> Your goal
From the line containing "Target: guitar bridge" to the end of the listing, write out every line exactly; leave out everything else.

> Material provided
= = = =
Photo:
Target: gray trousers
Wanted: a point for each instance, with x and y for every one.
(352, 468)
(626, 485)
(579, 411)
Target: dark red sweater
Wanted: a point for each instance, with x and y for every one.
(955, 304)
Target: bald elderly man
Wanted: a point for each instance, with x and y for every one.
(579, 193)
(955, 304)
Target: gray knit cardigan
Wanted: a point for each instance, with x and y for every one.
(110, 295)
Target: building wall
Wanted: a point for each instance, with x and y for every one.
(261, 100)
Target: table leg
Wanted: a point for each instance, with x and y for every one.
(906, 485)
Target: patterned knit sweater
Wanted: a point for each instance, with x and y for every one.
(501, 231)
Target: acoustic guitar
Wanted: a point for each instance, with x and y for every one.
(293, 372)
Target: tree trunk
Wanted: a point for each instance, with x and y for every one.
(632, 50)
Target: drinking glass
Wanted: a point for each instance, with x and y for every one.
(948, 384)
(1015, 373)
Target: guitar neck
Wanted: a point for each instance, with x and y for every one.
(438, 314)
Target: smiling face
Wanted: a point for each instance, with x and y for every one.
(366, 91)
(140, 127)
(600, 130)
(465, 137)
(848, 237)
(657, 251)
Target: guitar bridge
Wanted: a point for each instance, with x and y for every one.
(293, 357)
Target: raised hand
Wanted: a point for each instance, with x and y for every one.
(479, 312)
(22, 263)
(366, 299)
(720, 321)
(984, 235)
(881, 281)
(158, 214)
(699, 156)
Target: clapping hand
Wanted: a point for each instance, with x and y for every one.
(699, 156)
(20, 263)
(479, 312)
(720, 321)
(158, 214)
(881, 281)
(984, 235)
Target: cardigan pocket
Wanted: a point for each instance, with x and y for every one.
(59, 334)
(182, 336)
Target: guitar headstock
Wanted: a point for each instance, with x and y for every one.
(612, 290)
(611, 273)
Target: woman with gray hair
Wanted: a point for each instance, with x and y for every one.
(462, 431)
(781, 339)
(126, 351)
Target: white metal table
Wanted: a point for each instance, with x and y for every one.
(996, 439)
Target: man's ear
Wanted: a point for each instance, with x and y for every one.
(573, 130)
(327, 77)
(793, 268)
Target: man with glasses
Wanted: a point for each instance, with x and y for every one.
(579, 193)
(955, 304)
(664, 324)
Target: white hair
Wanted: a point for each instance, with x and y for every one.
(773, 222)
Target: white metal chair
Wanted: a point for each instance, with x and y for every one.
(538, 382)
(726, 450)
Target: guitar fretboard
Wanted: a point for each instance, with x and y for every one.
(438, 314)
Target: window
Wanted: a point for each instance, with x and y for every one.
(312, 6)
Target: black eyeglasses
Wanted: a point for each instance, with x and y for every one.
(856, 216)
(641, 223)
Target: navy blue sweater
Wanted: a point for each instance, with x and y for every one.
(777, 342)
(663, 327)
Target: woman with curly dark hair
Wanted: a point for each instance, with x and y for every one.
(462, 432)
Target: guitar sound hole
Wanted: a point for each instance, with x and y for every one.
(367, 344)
= = = =
> Answer to the task
Target: guitar bridge
Wanted: a point for each instance, with x and y for every one.
(293, 357)
Target: raised hand
Wanted: a point for each instance, with x and y for every one.
(479, 312)
(22, 263)
(366, 299)
(720, 321)
(984, 235)
(881, 281)
(158, 214)
(699, 156)
Target: clapping hand
Wanted: a point for each instance, with x and y for every one.
(699, 156)
(20, 263)
(479, 312)
(720, 321)
(158, 214)
(881, 281)
(984, 235)
Target: cardigan pocket
Wanted: a point for each instance, with x and y for every one.
(59, 334)
(182, 336)
Target: guitar headstock
Wanted: a point for each instance, with x and y for every one.
(612, 290)
(611, 273)
Target: woman with gray hair
Wanted: a point for each instance, with x and y for every one.
(462, 431)
(781, 339)
(126, 351)
Target: white metal table
Wanted: a point for each instance, with x and y for every one.
(996, 439)
Target: man's ear
Wanted: a point for each instance, with x and y for every one.
(573, 130)
(327, 77)
(793, 268)
Target: man with glasses
Wanted: a point for each instance, with x and y for every one.
(579, 193)
(955, 304)
(664, 324)
Target: white hair
Wanted: a point for each instance, with x and y for every one.
(773, 222)
Target: white metal chair
Wanted: a point for each instance, with x and y for every one.
(538, 382)
(726, 450)
Target: guitar fretboard
Wanted: a point for each instance, with x and y for every one.
(438, 314)
Target: window
Wanted: a point for each instance, with x and y for every one.
(312, 6)
Target: black eyeglasses
Wanted: a point for each instance, with x and y for every one.
(856, 216)
(641, 223)
Target: navy blue sweater
Wanted: a point for each instance, with x and y for every one.
(777, 342)
(663, 327)
Target: woman with curly dark hair
Wanted: a point for each instance, with x and y for every one.
(462, 432)
Target: guitar sound hole
Wanted: a point for each instance, with x and y for every one.
(367, 344)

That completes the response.